Generally, these methods are available in some form or another for each renderer you will create. The biggest point to understand about these methods, in particular with OnElementChanged, is that they are called multiple times. So, generally you want to setup some logic to ensure initial creation logic only runs one time.  Here is an example:

if (e.NewElement != null && e.OldElement == null)
     // Your Creation logic here

Having your creation logic inside this logic will ensure it is called one time and keep your rendering processing efficient.

The iOS Custom Renderer

With iOS, our goal is going to be to look at our KeyName and extract that ViewController from our storyboard. Once we have this ViewController we call some method to indicate to iOS that it is hosting our View Controller. As developers, we will be able to work with this View Controller as we would normally.

var keyName = (e.NewElement as NativePage)?.KeyName;
var storyboardName = (e.NewElement as NativePage)?.IosStoryboardName;
var viewController = BuildViewController(keyName, storyboardName);

// do the iOS thing to make it like the View Controller
ViewController.View.Add(viewController.View);				viewController.DidMoveToParentViewController(ViewController);

For simplicity, I have dropped my various null and parameter checks, but you will obviously want to code defensively here. The properties being used are defined on our custom Xamarin control in the XAML.

===

**Written instruction A**
In the passage on custom renderers, copy everything from "The iOS Custom" to "we would normally.".

(Collected data entries)
===

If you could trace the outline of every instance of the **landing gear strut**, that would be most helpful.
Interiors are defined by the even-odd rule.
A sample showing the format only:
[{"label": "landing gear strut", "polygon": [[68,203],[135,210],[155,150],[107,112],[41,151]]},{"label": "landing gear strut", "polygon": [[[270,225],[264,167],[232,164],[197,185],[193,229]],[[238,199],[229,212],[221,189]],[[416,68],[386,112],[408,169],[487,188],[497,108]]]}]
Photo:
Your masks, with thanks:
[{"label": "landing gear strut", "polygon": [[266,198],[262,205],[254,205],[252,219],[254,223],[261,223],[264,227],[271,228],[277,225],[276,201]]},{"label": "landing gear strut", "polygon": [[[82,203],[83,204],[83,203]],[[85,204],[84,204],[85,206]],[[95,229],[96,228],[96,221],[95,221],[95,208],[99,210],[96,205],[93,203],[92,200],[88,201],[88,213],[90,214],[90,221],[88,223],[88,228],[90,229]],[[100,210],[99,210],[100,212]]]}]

===

**Written instruction B**
Rewrite every line of the records as a numbered list, leaving out any blank lines.

**Written response A**
The iOS Custom Renderer

With iOS, our goal is going to be to look at our KeyName and extract that ViewController from our storyboard. Once we have this ViewController we call some method to indicate to iOS that it is hosting our View Controller. As developers, we will be able to work with this View Controller as we would normally.

**Written response B**
1. If you could trace the outline of every instance of the **landing gear strut**, that would be most helpful.
2. Interiors are defined by the even-odd rule.
3. A sample showing the format only:
4. [{"label": "landing gear strut", "polygon": [[68,203],[135,210],[155,150],[107,112],[41,151]]},{"label": "landing gear strut", "polygon": [[[270,225],[264,167],[232,164],[197,185],[193,229]],[[238,199],[229,212],[221,189]],[[416,68],[386,112],[408,169],[487,188],[497,108]]]}]
5. Photo:
6. Your masks, with thanks:
7. [{"label": "landing gear strut", "polygon": [[266,198],[262,205],[254,205],[252,219],[254,223],[261,223],[264,227],[271,228],[277,225],[276,201]]},{"label": "landing gear strut", "polygon": [[[82,203],[83,204],[83,203]],[[85,204],[84,204],[85,206]],[[95,229],[96,228],[96,221],[95,221],[95,208],[99,210],[96,205],[93,203],[92,200],[88,201],[88,213],[90,214],[90,221],[88,223],[88,228],[90,229]],[[100,210],[99,210],[100,212]]]}]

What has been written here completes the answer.